- _FRAGMENTO CITADO_
—————

Los arcos de temperatura suscitan otra preocupación: ¿cómo se compatibiliza su uso con la privacidad y la intimidad? Según el criterio de la Agencia Española de Protección de Datos, el gestor de un lugar público no puede tomar datos relacionados con la salud de una persona y tratarlos sin más. Por esta razón, Lucas del Amo considera que “estos sistemas no deben registrar la información obtenida asociándola a un dato que identifique a los individuos. Estos equipos han de estar homologados y la toma de temperatura debe hacerse siempre por personal cualificado. Y hay que informar a los usuarios de que se les va a hacer este control”.
Telemedicina sí, pero sin excesos
La COVID-19 está transformando el modelo asistencial, ya que exige nuevos enfoques en los tratamientos, por ejemplo los que permite la telemedicina. Diversos estudios apuntan que durante el estado de alarma las consultas telemáticas se han incrementado en España más de un 20 %. El objetivo es –en aquellos casos en los que resulte posible– dar continuidad a este tipo de asistencia más allá de esta crisis, a fin de reducir las visitas a los centros sanitarios.

—————

- _TRABAJO REQUERIDO_
- 1) Enumera los requisitos que, según Lucas del Amo, deben cumplir los controles con arcos de temperatura en el texto sobre arcos de temperatura y telemedicina.
- 2) Según el texto sobre arcos de temperatura y telemedicina, ¿cuánto han aumentado en España las consultas telemáticas durante el estado de alarma?
- 3) Prosigue el texto sobre arcos de temperatura y telemedicina a partir de su última oración.

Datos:
—————

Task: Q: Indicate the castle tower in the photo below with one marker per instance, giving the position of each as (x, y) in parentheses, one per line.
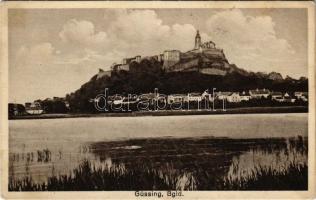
(197, 40)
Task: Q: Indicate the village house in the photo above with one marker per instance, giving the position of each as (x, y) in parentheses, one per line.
(222, 95)
(233, 97)
(301, 95)
(177, 98)
(276, 95)
(288, 98)
(244, 96)
(259, 93)
(34, 108)
(194, 97)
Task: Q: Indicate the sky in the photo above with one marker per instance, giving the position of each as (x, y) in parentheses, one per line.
(53, 52)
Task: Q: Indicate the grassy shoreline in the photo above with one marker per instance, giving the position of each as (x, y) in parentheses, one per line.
(245, 110)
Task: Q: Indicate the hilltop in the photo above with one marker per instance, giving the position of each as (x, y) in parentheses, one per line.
(201, 68)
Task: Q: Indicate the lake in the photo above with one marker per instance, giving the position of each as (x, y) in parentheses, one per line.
(180, 149)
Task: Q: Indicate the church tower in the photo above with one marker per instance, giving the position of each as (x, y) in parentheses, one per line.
(197, 40)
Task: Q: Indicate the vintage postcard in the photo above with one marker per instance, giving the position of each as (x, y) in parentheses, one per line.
(169, 100)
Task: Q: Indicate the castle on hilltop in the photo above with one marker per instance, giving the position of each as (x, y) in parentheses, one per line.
(213, 59)
(207, 49)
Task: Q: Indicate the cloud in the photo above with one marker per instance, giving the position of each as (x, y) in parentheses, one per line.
(250, 42)
(82, 33)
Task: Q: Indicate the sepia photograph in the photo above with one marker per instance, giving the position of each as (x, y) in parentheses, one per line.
(158, 100)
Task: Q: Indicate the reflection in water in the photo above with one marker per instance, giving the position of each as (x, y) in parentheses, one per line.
(162, 163)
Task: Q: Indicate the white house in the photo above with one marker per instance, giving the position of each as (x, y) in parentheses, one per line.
(288, 98)
(244, 96)
(276, 95)
(222, 95)
(176, 98)
(34, 108)
(301, 95)
(194, 97)
(234, 97)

—————

- _RESPUESTAS DADAS_
- 1)
- No registrar la información obtenida asociándola a un dato que identifique a los individuos.
- Usar equipos homologados.
- Que la toma de temperatura la haga siempre personal cualificado.
- Informar a los usuarios de que se les va a hacer este control.

- 2) Más de un 20 %.

- 3)
Para eso es imprescindible eliminar ciertas barreras en la regulación. Pero los expertos advierten: una excesiva virtualización puede mermar la calidad de la atención a los enfermos.
Los estudiantes han vuelto a los institutos de Wuhan, pero en pequeños grupos y pasando siempre por detectores de temperatura instalados a la entrada de los centros.
Las apps de rastreo y seguimiento de contagiados de la COVID-19 se perfilan como una tecnología mucho más útil que los arcos de temperatura. Según Xavier Salla, profesor asociado de la Universidad Autónoma de Barcelona, “los dispositivos móviles están muy implantados en la sociedad y parecen el mejor recurso para el control; facilitan mucha información de los individuos dentro de una colectividad”. Pero Salla recuerda que “el ciudadano debería participar en la fijación de límites al uso de estas herramientas”. En España, el Gobierno está desarrollando una app para el rastreo de casos de contagio, similar a las ya implantadas en países como Francia, Suiza, Alemania y Portugal, con el apoyo de Apple y Google. El ministro de Sanidad, Salvador Illa, ha informado de que este proyecto respetará la protección de datos y se gestionará “con cautela y analizando si la información recopilada es eficaz para la trazabilidad de los contactos”. Según dice, “estas aplicaciones tienen una dificultad adicional: dependen de la voluntariedad de los ciudadanos”.